#### Data listing ####

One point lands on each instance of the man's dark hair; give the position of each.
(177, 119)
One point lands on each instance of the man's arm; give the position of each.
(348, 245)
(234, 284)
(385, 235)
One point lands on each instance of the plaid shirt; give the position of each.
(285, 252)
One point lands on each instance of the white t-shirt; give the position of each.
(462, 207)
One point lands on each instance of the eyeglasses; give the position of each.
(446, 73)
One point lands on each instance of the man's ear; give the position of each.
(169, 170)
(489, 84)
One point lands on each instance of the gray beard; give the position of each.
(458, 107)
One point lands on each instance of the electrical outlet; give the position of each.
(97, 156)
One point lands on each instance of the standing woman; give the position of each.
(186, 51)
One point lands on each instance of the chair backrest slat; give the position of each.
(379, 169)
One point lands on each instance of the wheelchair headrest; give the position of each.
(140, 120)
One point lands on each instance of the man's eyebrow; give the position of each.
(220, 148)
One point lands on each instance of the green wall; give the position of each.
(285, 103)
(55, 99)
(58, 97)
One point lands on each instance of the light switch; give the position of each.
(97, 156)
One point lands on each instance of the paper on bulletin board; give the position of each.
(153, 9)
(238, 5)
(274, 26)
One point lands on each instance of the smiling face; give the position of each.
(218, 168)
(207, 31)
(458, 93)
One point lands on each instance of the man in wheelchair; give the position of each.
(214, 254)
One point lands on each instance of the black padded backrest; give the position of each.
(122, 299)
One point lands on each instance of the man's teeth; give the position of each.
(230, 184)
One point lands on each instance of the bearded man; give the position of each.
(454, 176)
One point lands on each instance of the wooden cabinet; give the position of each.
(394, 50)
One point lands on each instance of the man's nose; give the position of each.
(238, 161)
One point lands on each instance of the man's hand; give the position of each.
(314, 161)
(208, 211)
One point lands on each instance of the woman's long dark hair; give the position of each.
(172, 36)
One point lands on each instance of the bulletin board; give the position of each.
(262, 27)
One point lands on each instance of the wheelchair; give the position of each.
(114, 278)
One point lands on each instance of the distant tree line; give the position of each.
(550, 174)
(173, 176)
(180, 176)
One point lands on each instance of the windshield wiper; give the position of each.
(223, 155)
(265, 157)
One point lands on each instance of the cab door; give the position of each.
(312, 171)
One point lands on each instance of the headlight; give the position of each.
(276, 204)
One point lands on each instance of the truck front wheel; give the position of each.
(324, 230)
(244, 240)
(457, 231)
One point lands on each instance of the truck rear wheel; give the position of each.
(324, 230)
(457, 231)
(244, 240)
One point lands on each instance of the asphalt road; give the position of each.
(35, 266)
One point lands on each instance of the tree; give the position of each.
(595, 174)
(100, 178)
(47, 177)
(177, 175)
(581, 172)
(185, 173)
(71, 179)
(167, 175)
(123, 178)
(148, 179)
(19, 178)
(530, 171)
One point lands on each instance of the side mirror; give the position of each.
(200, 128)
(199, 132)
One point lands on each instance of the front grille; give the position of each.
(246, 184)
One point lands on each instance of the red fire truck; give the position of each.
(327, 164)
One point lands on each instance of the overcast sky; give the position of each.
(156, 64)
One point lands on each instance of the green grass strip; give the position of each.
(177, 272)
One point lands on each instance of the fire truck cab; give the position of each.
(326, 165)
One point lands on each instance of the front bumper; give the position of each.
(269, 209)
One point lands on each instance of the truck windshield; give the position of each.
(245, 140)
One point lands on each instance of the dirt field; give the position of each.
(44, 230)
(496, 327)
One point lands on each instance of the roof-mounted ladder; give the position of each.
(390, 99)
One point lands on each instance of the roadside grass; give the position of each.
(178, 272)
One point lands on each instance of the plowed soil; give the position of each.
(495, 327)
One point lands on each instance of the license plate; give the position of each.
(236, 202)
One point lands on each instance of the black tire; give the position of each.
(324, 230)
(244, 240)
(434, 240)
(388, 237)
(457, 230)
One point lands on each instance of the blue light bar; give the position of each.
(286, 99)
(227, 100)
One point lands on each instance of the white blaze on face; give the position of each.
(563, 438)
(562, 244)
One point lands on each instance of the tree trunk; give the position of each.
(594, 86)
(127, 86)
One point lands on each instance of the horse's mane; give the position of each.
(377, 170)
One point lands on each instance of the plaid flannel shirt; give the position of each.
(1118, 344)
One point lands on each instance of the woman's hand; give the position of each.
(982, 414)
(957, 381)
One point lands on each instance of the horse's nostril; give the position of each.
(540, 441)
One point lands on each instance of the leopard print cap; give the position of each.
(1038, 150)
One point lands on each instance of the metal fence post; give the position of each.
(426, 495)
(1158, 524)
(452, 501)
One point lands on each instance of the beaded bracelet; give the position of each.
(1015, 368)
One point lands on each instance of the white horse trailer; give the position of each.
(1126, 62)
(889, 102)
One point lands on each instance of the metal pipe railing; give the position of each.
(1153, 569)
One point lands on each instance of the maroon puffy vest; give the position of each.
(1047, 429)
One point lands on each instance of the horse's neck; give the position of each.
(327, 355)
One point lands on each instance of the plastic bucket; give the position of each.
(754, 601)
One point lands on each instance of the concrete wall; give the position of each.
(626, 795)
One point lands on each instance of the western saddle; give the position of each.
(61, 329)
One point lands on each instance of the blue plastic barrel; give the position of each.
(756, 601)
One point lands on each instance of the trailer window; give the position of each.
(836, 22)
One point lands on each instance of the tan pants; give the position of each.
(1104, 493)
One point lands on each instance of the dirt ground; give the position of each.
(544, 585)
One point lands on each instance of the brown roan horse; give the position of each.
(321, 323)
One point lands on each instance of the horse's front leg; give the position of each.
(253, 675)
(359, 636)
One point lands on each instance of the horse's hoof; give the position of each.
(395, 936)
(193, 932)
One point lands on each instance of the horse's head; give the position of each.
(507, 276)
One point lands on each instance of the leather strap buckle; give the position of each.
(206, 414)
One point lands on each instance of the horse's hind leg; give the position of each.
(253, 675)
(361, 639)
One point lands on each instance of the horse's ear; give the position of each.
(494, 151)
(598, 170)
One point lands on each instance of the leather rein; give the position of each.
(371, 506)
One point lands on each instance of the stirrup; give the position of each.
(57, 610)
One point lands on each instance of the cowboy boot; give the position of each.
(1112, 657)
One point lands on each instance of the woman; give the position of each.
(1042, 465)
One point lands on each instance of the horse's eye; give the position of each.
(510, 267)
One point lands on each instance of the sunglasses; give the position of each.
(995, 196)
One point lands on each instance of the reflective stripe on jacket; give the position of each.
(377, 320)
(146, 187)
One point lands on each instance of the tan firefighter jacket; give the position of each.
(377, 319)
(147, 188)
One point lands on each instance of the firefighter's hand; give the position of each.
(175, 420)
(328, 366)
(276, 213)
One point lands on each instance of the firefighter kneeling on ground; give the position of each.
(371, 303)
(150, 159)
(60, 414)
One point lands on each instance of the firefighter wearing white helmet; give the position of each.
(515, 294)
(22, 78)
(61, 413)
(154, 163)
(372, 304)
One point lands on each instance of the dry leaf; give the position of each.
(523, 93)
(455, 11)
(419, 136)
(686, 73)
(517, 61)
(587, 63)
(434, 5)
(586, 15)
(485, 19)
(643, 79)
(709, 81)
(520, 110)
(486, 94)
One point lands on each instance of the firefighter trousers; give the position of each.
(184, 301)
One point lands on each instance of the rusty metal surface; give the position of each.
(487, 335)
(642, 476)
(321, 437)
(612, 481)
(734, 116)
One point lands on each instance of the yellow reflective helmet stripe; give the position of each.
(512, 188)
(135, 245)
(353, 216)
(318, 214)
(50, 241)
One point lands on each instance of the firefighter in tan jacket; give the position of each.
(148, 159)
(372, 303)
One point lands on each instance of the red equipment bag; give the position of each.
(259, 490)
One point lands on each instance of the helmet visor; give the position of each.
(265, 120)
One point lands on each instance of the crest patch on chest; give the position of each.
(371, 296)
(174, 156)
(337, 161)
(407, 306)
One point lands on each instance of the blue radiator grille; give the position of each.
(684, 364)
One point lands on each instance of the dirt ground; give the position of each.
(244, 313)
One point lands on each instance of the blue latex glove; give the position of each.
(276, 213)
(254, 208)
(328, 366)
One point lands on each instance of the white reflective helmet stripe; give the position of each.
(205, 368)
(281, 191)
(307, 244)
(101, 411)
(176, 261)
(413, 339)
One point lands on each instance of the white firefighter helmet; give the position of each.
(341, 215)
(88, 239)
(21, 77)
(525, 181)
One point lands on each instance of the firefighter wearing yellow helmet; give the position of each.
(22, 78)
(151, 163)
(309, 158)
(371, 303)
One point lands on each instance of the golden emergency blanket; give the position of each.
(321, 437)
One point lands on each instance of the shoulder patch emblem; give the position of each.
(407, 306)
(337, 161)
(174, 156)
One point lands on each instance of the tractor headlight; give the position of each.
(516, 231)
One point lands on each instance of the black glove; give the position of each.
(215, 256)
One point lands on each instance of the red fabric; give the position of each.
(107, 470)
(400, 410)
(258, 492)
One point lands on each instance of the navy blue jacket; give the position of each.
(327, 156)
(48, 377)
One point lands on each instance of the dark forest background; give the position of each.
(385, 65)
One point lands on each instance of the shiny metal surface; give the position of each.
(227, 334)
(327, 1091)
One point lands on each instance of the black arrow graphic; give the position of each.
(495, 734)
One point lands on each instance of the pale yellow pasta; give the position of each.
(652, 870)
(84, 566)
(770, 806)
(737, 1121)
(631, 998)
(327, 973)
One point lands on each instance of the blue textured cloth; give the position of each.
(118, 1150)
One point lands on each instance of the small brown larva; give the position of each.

####

◆ **Written request**:
Repeat exactly, and only, the lines from the line containing "One point lands on each instance of the dark" through the last line of the records above, both included.

◆ **Exercise solution**:
One point lands on each instance of the dark forest background; give the position of each.
(385, 65)
One point lands on each instance of the shiny metal surface; give the position of each.
(227, 334)
(327, 1091)
One point lands on each instance of the black arrow graphic; give the position of each.
(495, 734)
One point lands on each instance of the pale yellow pasta; give the position of each.
(652, 870)
(84, 566)
(770, 806)
(737, 1121)
(631, 998)
(327, 973)
One point lands on each instance of the blue textured cloth; give the position of each.
(118, 1150)
One point lands on each instance of the small brown larva; give the position of each.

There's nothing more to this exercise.